▽

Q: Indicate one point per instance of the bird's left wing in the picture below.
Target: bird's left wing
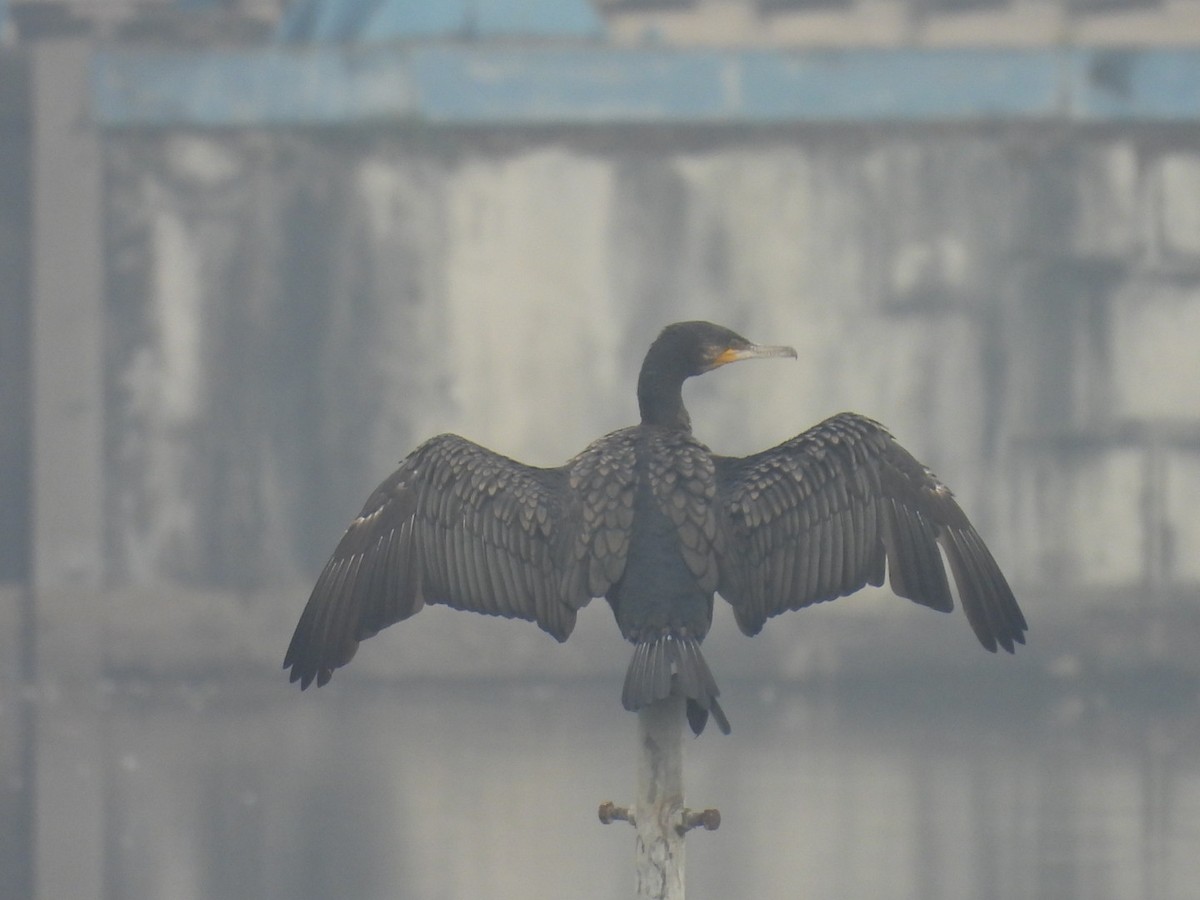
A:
(455, 525)
(817, 517)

△

_What you should do_: Nothing in the entries should change as you copy them, except that the pictures are left out.

_Reply to the exercise_:
Q: Indicate one point per instance of the bird's left wing in the picture below.
Target: bird's left wing
A:
(455, 525)
(817, 517)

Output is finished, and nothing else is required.